As far as actually dealing with intermittancy.. the idea, surely, is to build sufficient non-fossil capacity (Wind, hydro and Nuclear) so that we always have a surplus to direct usage, and instead of trying to match demand, build variable load plants - water desalination, ammonia synthesis, waste biomass to methanol, aluminium smelting - all of these processes would (if electrified) be able to 'soak up' spare electricity (hydrogen being a less useful product); and it's this kind of joined up approach that is really needed.

A crucial part of mitigating and dealing with both peak oil and global warming is to electrify everything that can be electrified and then make that electricity non-fossil based; that means Nuclear and Wind, and lots of both.

Fully agree. The wind vs nuclear "infighting" is most strange to me.

I see this statement as a bit odd. If it is true then by adjusting the subsidies to the “correct” amount we could make the cost to the consumers zero!

Don't neglect the difference between cost to buy and cost of ownership. The net cost is upfront, which accelerates the installation, and the net saving is down the track, as installed capacity shuts down the most expensive to supply of the electricity generating portfolio.

From a consumer standpoint, they are self-funding investments, but self-funding does not mean zero-cost, it means that the benefits realized equal or exceed the costs.

Of course, for those who take Peak Oil seriously, extra cost now to save fossil fuel consumption down the track is an excellent bet, because it also reduces exposure to fuel cost shocks.

Jerome

I'm afraid that wind will suffer the partial substitution problem we have seen to date in our energy resources. This means its added to the existing resources resulting more energy not less and you won't see a decline in other sources until forced by depletion.

Do you have examples where the total power usage has remained constant or decreased when wind energy was added.

Not saying its not a important thing to do but knowing humans we will keep using all the other forms as long as possible.

This is wind on its own as opposed to wind in a policy framework that is imposing a penalty on carbon-fired electricity.

- INFORMATION GIVEN:

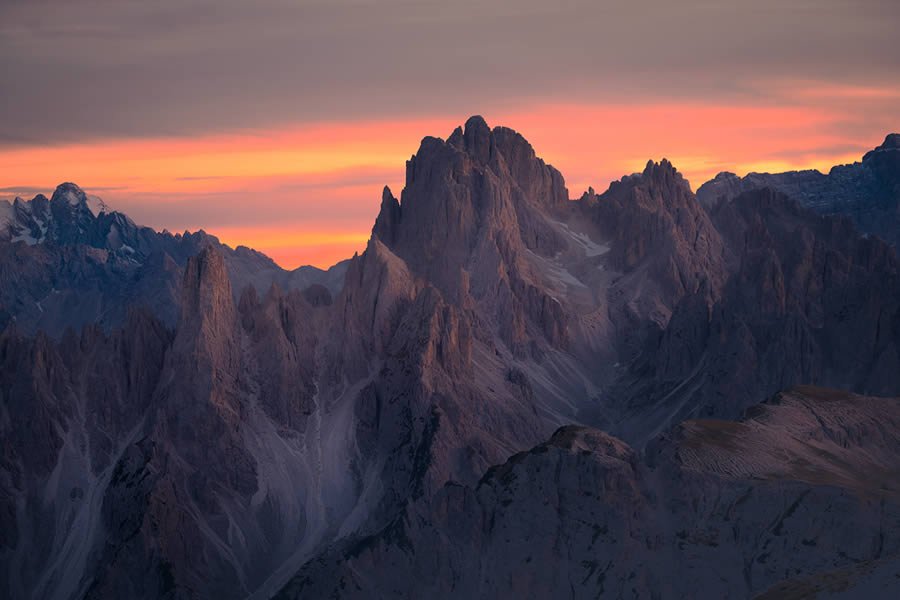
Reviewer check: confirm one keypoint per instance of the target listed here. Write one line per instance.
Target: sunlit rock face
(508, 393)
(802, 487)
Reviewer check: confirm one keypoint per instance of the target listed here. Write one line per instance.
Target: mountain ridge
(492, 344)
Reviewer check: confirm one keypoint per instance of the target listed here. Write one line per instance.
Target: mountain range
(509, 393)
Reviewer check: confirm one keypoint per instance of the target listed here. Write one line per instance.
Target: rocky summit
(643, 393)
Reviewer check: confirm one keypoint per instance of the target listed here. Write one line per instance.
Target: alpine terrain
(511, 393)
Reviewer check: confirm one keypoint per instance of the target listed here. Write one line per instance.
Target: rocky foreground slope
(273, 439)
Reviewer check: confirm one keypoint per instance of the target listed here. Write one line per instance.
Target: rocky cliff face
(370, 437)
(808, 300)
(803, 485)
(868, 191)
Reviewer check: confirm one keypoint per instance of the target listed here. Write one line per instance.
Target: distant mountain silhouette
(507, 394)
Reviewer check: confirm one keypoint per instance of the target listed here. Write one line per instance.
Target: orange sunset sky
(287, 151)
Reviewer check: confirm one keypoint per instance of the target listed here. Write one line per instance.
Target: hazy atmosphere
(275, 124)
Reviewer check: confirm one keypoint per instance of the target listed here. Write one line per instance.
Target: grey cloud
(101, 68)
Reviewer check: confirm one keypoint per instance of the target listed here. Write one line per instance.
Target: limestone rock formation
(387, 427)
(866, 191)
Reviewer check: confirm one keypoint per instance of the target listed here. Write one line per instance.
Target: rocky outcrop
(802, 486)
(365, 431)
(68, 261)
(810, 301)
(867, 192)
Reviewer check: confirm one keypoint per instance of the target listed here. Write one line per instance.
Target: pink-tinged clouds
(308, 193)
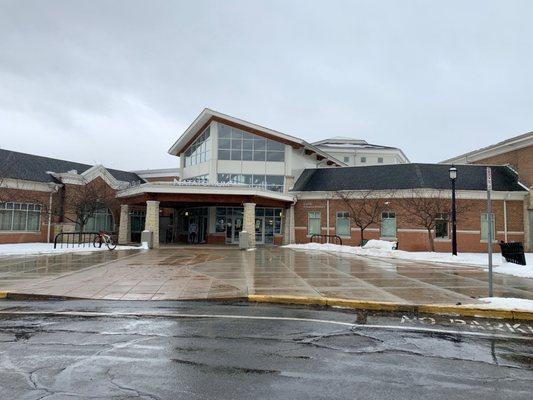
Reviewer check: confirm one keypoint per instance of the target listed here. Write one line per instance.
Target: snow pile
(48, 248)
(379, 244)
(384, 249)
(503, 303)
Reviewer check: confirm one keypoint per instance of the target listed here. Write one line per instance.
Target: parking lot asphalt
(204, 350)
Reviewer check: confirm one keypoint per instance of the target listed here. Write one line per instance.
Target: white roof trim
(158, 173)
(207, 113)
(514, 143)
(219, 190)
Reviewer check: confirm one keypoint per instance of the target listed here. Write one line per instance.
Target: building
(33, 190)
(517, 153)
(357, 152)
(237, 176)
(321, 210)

---

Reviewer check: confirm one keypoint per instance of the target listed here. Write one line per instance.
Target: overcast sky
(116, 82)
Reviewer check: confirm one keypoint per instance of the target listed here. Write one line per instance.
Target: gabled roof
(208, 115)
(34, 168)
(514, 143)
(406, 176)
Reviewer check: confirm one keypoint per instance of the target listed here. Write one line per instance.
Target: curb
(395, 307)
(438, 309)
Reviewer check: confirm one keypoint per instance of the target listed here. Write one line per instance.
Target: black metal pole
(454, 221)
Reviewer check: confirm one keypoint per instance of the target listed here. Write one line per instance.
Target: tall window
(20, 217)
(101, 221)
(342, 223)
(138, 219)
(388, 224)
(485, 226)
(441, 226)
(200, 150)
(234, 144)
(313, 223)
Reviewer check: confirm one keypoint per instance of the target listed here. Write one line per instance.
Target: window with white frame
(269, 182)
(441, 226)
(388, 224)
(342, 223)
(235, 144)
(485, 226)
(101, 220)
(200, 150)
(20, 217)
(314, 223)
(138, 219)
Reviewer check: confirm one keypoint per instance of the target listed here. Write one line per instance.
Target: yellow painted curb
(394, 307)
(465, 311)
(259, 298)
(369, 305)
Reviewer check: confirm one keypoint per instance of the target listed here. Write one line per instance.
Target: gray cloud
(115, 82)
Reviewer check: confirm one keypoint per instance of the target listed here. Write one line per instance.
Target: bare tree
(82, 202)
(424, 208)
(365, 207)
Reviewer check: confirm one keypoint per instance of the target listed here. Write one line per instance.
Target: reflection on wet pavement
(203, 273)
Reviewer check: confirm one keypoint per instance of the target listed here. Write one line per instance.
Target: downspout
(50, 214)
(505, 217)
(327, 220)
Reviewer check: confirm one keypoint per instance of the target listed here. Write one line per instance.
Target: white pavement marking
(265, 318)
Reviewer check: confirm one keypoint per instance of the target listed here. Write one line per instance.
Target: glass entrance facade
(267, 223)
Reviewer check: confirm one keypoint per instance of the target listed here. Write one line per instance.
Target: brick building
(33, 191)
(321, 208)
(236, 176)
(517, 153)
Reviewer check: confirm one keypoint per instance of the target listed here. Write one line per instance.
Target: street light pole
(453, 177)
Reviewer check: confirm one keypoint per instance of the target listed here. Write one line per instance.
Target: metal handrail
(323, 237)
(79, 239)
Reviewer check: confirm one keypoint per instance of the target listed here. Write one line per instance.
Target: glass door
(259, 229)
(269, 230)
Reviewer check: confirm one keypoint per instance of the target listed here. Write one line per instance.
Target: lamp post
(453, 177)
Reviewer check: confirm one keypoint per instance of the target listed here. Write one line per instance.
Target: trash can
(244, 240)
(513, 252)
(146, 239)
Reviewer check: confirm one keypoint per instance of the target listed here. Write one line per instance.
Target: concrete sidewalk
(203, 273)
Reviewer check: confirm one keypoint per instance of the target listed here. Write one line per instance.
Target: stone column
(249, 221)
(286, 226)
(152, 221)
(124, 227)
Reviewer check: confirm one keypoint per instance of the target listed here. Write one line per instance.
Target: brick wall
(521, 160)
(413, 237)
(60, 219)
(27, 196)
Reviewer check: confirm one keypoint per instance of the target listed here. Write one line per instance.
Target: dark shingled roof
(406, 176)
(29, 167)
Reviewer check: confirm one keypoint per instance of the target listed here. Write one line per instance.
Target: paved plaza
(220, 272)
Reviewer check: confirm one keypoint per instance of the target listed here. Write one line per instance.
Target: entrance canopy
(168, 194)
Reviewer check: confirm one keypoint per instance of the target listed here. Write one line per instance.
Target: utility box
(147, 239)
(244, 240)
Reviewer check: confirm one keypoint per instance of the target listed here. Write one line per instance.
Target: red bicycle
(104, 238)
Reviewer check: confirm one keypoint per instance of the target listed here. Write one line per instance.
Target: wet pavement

- EXERCISE AIM: Write the next part of the discussion about wind power, nuclear power and fossil fuels, starting right after its final sentence.

- ANSWER SPACE:
Which again only re-establishes that there are no silver bullets ... even the all-nuke panacea falls over in the face of the need to store electricity to meet peak power, if the arguments of nuke-vs-wind advocates regarding energy storage as a crippling problem for wind or solar (or tidal or run-of-river hydro or co-generation of electricity while heating water or buildings or co-generation of electricity while producing bio-coal).

Both carrots and sticks are required ... pushing the market cost of carbon-fired, and especially coal-fired, electricity toward the full economic cost, providing a strong push toward reduction in energy waste, and providing infant-industry support to establish new industries in harvesting sustainable, renewable energy sources.

Hi Jerome

Thx for an interesting post. No question in my mind that wind has an important part to play in the future energy mix. One thing however that I've found hard to get hold of is an estimate of EROEI for wind if you assume all energy inputs have to be electric - i.e. without the use of fossil fuels (as opposed to a cost analysis based on current methods that use FF's). In other words, if the RM extraction, purification, transport, construction/erection, maintainance, human support/servicing etc were all carried out without FF's.

Has such a theoretical analysis been done and, if so, does it alter the EROEI numbers significantly?

Regards,
tw

I'm really not sure energy payback ratios are really that relevant unless you're operating very close to the margin. People are more concerned about capital payback ratios and rates of return. EROEI is at best often a distraction.

NEROI is very important for the question of whether energy cost spikes will disable a proposed "energy source" ... the "Red Queen's Race" that is faced by corn-starch ethanol, for example, when the cost of its inputs rises nearly as fast as the value of its output under an energy cost spike.

Perhaps of more use for modeling the impact on the external accounts would be the energy pay-back period.

Jerome, First, it is great to get to read you here on TOD again!

Your defense of non-fossil fuel energy production is a breath of fresh air here, and we (by which I mean the modern advanced nations of the world) have moved much slower than we should have in progressing down the advanced path.

Your comment quoted below shows that you are very observant:
"I must admit that I have been a bit nonplussed to see that the peak oil community seems to share the oil industry's dismissal of wind power as irrelevant and useless in the face of the currently energy challenge (maybe I am unfairly judging from a few individuals' comments, but it's definitely an existing undercurrent in the community)."

I could make the argument that the "peak oil" community has essentially moved to a philosophical position that will fight any effort at retaining modern methods and the modern technical culture. There is a "neo-primitive" philosophical position that sees any solution to "peak oil" as part of the problem, and it has grown by orders of magnitude since I started coming here two years ago. This is essentially a "deep green" philosophical position, that shares much of the "green anarchist" and "ecological anarchist" position that modern culture is the enemy, with some believing that all development since the birth of agriculture should be disavowed (please read the keypost put on the site by Gail the Actuary on TOD US "Agriculture: Unsustainable Resource Depletion Began 10,000 Years Ago" and the replies to it for example)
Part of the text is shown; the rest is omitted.